▶ **WHAT IS BEING ASKED**: Report how many lines of the items below contain the string "positive". Give only the number.

▶ **MATERIAL FOR THIS EXERCISE**:
◆ ◆ ◆ ◆ ◆ ◆ ◆

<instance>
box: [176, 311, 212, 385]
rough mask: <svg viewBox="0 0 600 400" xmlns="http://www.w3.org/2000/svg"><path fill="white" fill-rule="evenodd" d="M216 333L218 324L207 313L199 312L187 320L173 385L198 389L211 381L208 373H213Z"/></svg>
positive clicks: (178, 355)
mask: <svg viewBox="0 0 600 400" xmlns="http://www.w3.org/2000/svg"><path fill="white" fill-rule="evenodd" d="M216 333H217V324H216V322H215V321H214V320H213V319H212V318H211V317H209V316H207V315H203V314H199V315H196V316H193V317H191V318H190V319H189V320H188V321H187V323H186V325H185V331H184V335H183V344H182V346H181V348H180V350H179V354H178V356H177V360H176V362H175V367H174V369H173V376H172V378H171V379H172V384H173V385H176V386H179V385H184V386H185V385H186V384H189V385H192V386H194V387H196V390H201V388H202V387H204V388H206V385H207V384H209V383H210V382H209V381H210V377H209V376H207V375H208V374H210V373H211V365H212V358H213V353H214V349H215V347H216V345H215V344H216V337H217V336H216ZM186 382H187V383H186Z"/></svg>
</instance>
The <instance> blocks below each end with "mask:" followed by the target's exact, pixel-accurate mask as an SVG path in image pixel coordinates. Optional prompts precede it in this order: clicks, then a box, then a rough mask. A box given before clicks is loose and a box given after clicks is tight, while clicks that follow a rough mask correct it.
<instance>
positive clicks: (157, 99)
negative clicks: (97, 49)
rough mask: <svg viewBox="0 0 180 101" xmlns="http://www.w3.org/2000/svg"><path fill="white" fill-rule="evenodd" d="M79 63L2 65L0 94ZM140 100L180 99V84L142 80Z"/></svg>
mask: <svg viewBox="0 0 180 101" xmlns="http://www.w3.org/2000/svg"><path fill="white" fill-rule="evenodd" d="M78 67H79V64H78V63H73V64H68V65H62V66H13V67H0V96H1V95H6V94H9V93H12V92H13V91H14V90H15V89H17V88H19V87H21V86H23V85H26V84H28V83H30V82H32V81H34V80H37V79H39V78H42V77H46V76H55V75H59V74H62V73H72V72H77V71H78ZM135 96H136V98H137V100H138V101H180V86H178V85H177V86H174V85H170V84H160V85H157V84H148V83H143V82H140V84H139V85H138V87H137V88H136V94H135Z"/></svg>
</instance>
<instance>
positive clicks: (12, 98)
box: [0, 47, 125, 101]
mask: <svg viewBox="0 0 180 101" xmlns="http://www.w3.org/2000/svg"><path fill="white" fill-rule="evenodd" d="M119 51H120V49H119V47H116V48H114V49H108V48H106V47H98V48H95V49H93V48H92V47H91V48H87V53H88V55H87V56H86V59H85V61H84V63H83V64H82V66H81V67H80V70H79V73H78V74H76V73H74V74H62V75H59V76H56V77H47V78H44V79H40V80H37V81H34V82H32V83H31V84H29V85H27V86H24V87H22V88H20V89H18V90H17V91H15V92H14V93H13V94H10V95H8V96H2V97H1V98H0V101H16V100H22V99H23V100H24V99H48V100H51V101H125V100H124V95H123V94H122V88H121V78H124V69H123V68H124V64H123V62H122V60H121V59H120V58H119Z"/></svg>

◆ ◆ ◆ ◆ ◆ ◆ ◆

▶ **PROBLEM SOLUTION**: 3